[Location annotation dataset excerpts]
○ ○ ○
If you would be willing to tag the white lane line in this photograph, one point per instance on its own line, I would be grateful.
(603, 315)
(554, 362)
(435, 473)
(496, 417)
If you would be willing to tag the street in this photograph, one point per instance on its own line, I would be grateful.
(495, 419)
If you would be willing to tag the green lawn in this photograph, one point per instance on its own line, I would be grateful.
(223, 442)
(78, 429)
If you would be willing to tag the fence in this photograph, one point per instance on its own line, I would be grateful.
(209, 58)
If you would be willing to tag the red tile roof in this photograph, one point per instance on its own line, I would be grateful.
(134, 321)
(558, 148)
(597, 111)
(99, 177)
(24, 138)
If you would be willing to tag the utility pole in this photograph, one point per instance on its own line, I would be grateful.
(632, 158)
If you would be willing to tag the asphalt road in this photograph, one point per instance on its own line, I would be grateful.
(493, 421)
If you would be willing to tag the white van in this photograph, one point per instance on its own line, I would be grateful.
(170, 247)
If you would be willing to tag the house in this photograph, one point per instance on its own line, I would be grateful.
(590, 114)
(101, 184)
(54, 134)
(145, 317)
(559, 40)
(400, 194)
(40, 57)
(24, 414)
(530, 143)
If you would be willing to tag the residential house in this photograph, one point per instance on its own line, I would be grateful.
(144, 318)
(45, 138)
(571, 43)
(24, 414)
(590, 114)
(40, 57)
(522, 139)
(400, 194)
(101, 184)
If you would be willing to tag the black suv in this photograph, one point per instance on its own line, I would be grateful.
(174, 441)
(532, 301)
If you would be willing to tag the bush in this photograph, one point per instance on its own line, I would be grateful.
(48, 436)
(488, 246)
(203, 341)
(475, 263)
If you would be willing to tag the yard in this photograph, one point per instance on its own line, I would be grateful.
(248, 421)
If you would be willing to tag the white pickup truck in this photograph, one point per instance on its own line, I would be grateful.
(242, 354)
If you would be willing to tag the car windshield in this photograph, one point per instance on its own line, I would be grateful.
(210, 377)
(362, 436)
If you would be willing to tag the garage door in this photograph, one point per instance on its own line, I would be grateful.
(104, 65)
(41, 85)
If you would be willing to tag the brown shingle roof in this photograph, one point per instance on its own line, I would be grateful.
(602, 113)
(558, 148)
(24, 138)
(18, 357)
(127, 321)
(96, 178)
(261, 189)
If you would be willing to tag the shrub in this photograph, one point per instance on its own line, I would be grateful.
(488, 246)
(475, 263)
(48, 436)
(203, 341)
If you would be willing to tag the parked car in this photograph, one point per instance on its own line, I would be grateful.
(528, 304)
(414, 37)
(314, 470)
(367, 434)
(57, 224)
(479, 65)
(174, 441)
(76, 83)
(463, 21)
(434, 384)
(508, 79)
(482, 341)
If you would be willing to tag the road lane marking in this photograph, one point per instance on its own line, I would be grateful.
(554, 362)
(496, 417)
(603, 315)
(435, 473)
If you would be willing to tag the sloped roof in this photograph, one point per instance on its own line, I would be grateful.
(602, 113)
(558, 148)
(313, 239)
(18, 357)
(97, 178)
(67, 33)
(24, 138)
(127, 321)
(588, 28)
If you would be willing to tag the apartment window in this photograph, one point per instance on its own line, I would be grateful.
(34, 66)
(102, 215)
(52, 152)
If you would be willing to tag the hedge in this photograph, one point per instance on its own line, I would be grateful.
○ ○ ○
**Exercise prompt**
The lines to quote run from the one containing "If you would be willing to tag the black" through the final line of the material above; please give them exactly, both ends included, and nothing else.

**Complete output**
If you would be willing to tag the black suv in this photograph, one point per instance on its own line, I would be grateful.
(174, 441)
(532, 301)
If you would be willing to tag the bush in this photograph, one point per instance on its own line, I would be grateful.
(48, 436)
(488, 246)
(203, 341)
(475, 263)
If you would be willing to tag the yard in this photograph, one point per instance on its own line, I would be grateful.
(248, 421)
If you would be willing to tag the white pickup truck in this photograph, one point per instance on its own line, I would be grateful.
(242, 354)
If you would be willing to tag the car windshield in this photograph, one point per instance on its own line, I would be grateful.
(210, 377)
(362, 436)
If you would be willing to tag the garage door in this photograph, one point per instance on its own line, I would be grateful.
(104, 65)
(41, 85)
If you would be willing to tag the brown shingle roof in this photograph, one point per instance on its own line, I would be grateful.
(602, 113)
(558, 148)
(24, 138)
(18, 357)
(127, 321)
(96, 178)
(261, 189)
If you would be willing to tag the shrub in this photograph, one point per instance on its own line, I would be grateful.
(488, 246)
(475, 263)
(48, 436)
(203, 341)
If you would be willing to tag the parked car in this photograph, one point per instance on its own line, I would be grateful.
(528, 304)
(414, 37)
(314, 470)
(367, 434)
(57, 224)
(479, 65)
(174, 441)
(76, 83)
(463, 21)
(434, 384)
(508, 79)
(482, 341)
If you would be willing to tag the road lane marking in this photograph, one point per instance on its own line, I would be grateful.
(554, 362)
(496, 417)
(603, 315)
(435, 473)
If you would be willing to tag the sloped roof in this photograph, one point per instance on its own line, I would be grateful.
(602, 113)
(558, 148)
(313, 239)
(18, 357)
(97, 178)
(67, 33)
(24, 138)
(127, 321)
(588, 28)
If you would be willing to tag the apartment window in this photograph, one point per instance on its own line, I would be grateful.
(34, 66)
(102, 215)
(52, 152)
If you would be willing to tag the hedge in this photograph, one point per instance on its own line, I would be grateful.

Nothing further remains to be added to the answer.